• [EXERCISE GOAL]: Could you print all the entries exactly?

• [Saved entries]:
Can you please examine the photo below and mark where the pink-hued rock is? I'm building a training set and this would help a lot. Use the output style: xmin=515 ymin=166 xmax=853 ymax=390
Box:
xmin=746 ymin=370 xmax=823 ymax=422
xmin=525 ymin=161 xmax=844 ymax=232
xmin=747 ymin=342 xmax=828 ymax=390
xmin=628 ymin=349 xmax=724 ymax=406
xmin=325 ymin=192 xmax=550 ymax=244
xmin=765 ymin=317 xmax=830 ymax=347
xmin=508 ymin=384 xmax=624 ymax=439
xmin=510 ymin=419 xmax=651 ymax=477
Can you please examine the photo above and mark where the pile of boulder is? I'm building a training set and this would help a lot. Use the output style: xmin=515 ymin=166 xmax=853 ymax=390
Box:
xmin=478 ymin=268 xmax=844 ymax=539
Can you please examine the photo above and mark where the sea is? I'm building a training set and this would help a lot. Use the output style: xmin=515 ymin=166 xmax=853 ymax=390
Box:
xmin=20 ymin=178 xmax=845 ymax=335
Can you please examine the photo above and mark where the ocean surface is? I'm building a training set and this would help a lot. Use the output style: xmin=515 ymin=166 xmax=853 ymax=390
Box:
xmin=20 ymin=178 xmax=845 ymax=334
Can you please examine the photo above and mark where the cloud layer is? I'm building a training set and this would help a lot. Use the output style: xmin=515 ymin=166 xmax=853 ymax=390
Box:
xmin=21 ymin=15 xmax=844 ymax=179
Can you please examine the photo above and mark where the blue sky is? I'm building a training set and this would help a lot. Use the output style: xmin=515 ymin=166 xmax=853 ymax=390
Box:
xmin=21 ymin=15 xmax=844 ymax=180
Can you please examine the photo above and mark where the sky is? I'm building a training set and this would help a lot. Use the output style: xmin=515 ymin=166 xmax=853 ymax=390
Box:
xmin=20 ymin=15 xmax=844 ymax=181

• [SOLVED PROBLEM]:
Can you please examine the photo below and mark where the pink-hued rock is? I'm building a training set and this would help a lot. Use the output style: xmin=515 ymin=166 xmax=853 ymax=390
Box:
xmin=746 ymin=370 xmax=823 ymax=422
xmin=525 ymin=161 xmax=844 ymax=232
xmin=747 ymin=342 xmax=828 ymax=390
xmin=628 ymin=349 xmax=724 ymax=406
xmin=325 ymin=192 xmax=550 ymax=244
xmin=765 ymin=317 xmax=830 ymax=347
xmin=508 ymin=384 xmax=624 ymax=439
xmin=510 ymin=419 xmax=651 ymax=477
Can you please examine the photo above and mark where the pile of boulder is? I'm building a training set and this would help a lot. Use the output style: xmin=515 ymin=166 xmax=853 ymax=390
Box:
xmin=478 ymin=268 xmax=844 ymax=539
Can you please examine the photo above and mark where the sea is? I'm building a training set and this would help a lot. Use the output style: xmin=515 ymin=166 xmax=853 ymax=390
Box:
xmin=20 ymin=178 xmax=845 ymax=335
Can you please examine the photo above and mark where the ocean surface is? I'm building a training set and this would help a lot. Use the output style: xmin=515 ymin=166 xmax=853 ymax=390
Box:
xmin=20 ymin=178 xmax=845 ymax=334
Can you please examine the photo above and mark where the cloud layer is? I'm building a training set and this would help a lot. Use the output style: xmin=515 ymin=166 xmax=853 ymax=390
Box:
xmin=21 ymin=15 xmax=844 ymax=179
Can you please examine the photo above and mark where the blue sky is? I'm building a training set and this would help a lot. Use the output style: xmin=515 ymin=166 xmax=853 ymax=390
Box:
xmin=21 ymin=15 xmax=844 ymax=180
Can you please examine the photo above and mark where the sky is? I'm building a training set and this would help a lot. Use the output style: xmin=515 ymin=166 xmax=853 ymax=390
Box:
xmin=20 ymin=15 xmax=844 ymax=181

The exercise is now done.